(Consigne): Recopiez le passage de l'entretien ci-dessous allant de « Howard Vernon était » jusqu'à « un autre niveau. », en remplaçant « parfait » par « impeccable ».
━━━ Extrait fourni ━━━
4. Jesus Franco (Interview)

Francis Barbier : Vous avez travaillé avec beaucoup de femmes dans les rôles principaux de vos films. Vous décririez-vous comme un auteur féministe ?

Jesus Franco : Oui, dans le sens où j'ai toujours préféré travailler avec des femmes. Pas simplement pour le plaisir (rires), mais parce que ce sont de plus grandes professionnelles. Les hommes sont toujours en train de pinailler sur tel ou tel plan, sur ce qu'ils préfèrent avoir à disposition dans un tournage, le maquillage, les costumes… Les hommes sont capricieux, immédiatement vexés quand je faisais des remarques sur une scène. C'était toujours difficile. Et au contraire toujours plus facile avec les femmes.

Même avec des collaborateurs aussi proches qu'Howard Vernon ?

Howard Vernon était homosexuel. C'était donc autre chose. Sa façon de voir la vie, sa façon d'écrire - il écrivait très bien -, son intelligence… C'était plus facile pour lui comme pour moi de travailler ensemble et de le diriger. Il n'avait pas toujours des rôles extraordinaires, mais il était toujours parfait dans ses interprétations. Il avait un charme, une prestance qui portait le film à un autre niveau.

Vous avez collaboré pendant plus de 30 ans avec lui. Plutôt rare au cinéma, non ?
━━━ Extrait des données ━━━
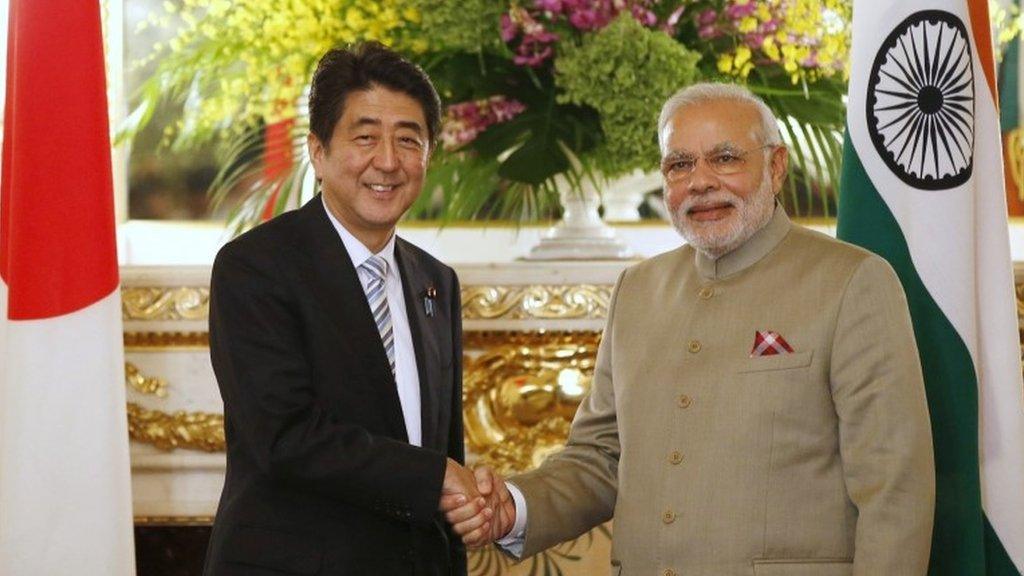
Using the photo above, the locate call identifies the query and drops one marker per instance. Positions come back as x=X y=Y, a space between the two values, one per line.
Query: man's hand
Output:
━━━
(Réponse):
Howard Vernon était homosexuel. C'était donc autre chose. Sa façon de voir la vie, sa façon d'écrire - il écrivait très bien -, son intelligence… C'était plus facile pour lui comme pour moi de travailler ensemble et de le diriger. Il n'avait pas toujours des rôles extraordinaires, mais il était toujours impeccable dans ses interprétations. Il avait un charme, une prestance qui portait le film à un autre niveau.